▸ **Exercise requirements**
Word for word, print each line of the listing below; pictures stay out.

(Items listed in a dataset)
***

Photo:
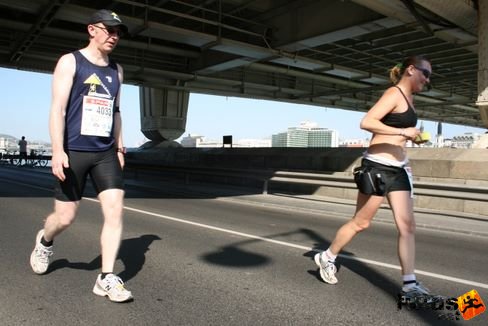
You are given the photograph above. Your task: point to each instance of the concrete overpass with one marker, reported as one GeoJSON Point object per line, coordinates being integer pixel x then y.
{"type": "Point", "coordinates": [330, 53]}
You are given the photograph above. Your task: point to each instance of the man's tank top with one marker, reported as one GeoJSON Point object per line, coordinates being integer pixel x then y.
{"type": "Point", "coordinates": [401, 120]}
{"type": "Point", "coordinates": [91, 84]}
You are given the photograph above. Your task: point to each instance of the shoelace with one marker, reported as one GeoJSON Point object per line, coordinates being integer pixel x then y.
{"type": "Point", "coordinates": [113, 281]}
{"type": "Point", "coordinates": [43, 254]}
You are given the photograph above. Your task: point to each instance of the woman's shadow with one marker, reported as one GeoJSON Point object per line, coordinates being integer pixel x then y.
{"type": "Point", "coordinates": [131, 253]}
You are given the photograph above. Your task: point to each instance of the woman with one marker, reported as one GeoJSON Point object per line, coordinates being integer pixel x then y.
{"type": "Point", "coordinates": [384, 172]}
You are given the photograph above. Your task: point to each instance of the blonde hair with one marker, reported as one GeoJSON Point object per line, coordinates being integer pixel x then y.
{"type": "Point", "coordinates": [398, 70]}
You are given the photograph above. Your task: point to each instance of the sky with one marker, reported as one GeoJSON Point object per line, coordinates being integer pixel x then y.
{"type": "Point", "coordinates": [26, 98]}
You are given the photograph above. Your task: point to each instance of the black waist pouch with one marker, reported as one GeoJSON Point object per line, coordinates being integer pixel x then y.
{"type": "Point", "coordinates": [369, 181]}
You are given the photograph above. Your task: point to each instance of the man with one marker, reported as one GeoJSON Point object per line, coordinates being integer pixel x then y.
{"type": "Point", "coordinates": [22, 150]}
{"type": "Point", "coordinates": [86, 135]}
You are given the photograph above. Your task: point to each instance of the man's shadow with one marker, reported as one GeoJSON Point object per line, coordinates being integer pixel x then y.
{"type": "Point", "coordinates": [131, 253]}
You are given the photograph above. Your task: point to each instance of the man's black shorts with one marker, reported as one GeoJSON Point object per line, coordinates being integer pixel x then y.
{"type": "Point", "coordinates": [103, 168]}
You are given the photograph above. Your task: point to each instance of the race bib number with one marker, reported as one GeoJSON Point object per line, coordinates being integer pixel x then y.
{"type": "Point", "coordinates": [97, 116]}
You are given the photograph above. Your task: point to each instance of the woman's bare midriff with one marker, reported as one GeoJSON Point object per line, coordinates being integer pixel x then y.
{"type": "Point", "coordinates": [389, 147]}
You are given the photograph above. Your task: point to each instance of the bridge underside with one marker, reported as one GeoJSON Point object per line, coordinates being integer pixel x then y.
{"type": "Point", "coordinates": [330, 53]}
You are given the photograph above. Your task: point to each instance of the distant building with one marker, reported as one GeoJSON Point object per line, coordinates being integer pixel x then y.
{"type": "Point", "coordinates": [354, 143]}
{"type": "Point", "coordinates": [201, 142]}
{"type": "Point", "coordinates": [466, 140]}
{"type": "Point", "coordinates": [11, 144]}
{"type": "Point", "coordinates": [308, 134]}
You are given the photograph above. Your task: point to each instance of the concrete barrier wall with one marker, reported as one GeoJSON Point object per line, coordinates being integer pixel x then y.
{"type": "Point", "coordinates": [438, 166]}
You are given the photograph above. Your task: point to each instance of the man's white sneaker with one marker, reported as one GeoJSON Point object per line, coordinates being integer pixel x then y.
{"type": "Point", "coordinates": [40, 255]}
{"type": "Point", "coordinates": [415, 290]}
{"type": "Point", "coordinates": [327, 269]}
{"type": "Point", "coordinates": [113, 287]}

***

▸ **Solution**
Photo:
You are given the photograph above. Your task: point to each instance of the concrete overpass with one marker, reported as one GeoJSON Point object per line, coordinates being integer pixel x then y.
{"type": "Point", "coordinates": [330, 53]}
You are given the photograph above. Your task: point to each instance of the man's tank top with one marker, reported as one GeoJSON Point object per line, coordinates being integer pixel x then y.
{"type": "Point", "coordinates": [401, 120]}
{"type": "Point", "coordinates": [91, 84]}
You are given the photograph above. Your task: point to each instance of the shoelace with one marker, reported as one GeoJSON Point object per line, coordinates being integer pixel x then y.
{"type": "Point", "coordinates": [113, 281]}
{"type": "Point", "coordinates": [43, 254]}
You are given the photograph above. Your task: point to each instance of the woman's shadow with one marker, reported as one GeoJSON Point object per line, coordinates being integer pixel x then y.
{"type": "Point", "coordinates": [131, 253]}
You are given the photograph above. Your task: point to each instance of the woman with one marker, reported as one GeoJSON Point object per line, coordinates being integer pixel x then y.
{"type": "Point", "coordinates": [384, 172]}
You are given the photograph above. Your task: point to each instance of the blonde hair with one marker, reported as one GeoJSON Point object per line, coordinates being integer pixel x then y.
{"type": "Point", "coordinates": [398, 70]}
You are given the photograph above. Your task: point to each instance of the sky with one marker, reported as one GeoJSON Point object per line, coordinates being integer pixel x then y.
{"type": "Point", "coordinates": [26, 98]}
You are given the photograph above. Your task: point to each instance of the black waist pouch with one marker, reported as one GeoJSON Point object per line, coordinates being integer pixel x then y.
{"type": "Point", "coordinates": [369, 181]}
You are given the photograph above. Your task: point to each instance of the man with one marker, reported as one GeoJSON Point object per line, coordinates being integer pixel x then y.
{"type": "Point", "coordinates": [22, 150]}
{"type": "Point", "coordinates": [86, 135]}
You are given the photograph above. Your task: point to each instance of the man's shadow with one marker, reported as one GeoJSON Point object per line, coordinates being integer pixel x then y.
{"type": "Point", "coordinates": [131, 253]}
You are given the photograph above. Your task: point to each instance of the man's black shorts with one marker, reported as one GeoJSON Point object per line, coordinates being integer pixel x then y.
{"type": "Point", "coordinates": [103, 168]}
You are given the photograph above. Your task: point to each instance of the race bib number with one marker, reported as one GeoJSON Point object per line, coordinates being integer pixel x then y.
{"type": "Point", "coordinates": [97, 116]}
You are given the photograph above. Your task: point to each instance of the woman's bare midriff with one marker, reported as one GeoJSON Point object per line, coordinates being integer pixel x then y.
{"type": "Point", "coordinates": [389, 147]}
You are given the photograph above. Your task: point to each instance of the bridge underside with one marker, reported as one GeoJSON Point object per line, coordinates being integer pixel x then y.
{"type": "Point", "coordinates": [330, 53]}
You are given the photograph above. Your task: point to each instance of the distant building with one marker, reported as one GeoJSON Point object per line, coordinates being integer pixel x then y.
{"type": "Point", "coordinates": [354, 143]}
{"type": "Point", "coordinates": [201, 142]}
{"type": "Point", "coordinates": [466, 140]}
{"type": "Point", "coordinates": [11, 144]}
{"type": "Point", "coordinates": [308, 134]}
You are given the photograph above. Your task: point to each instance of the concrete barrier wall with one marker, reported as one GeoJSON Point object per line, coordinates being integer pixel x then y.
{"type": "Point", "coordinates": [438, 166]}
You are given the photograph above. Your task: point to each instance of the man's white sneaker with one marker, reported as one GeoJSON Point object per line, coordinates being integer pixel x then y.
{"type": "Point", "coordinates": [40, 255]}
{"type": "Point", "coordinates": [415, 290]}
{"type": "Point", "coordinates": [327, 269]}
{"type": "Point", "coordinates": [113, 287]}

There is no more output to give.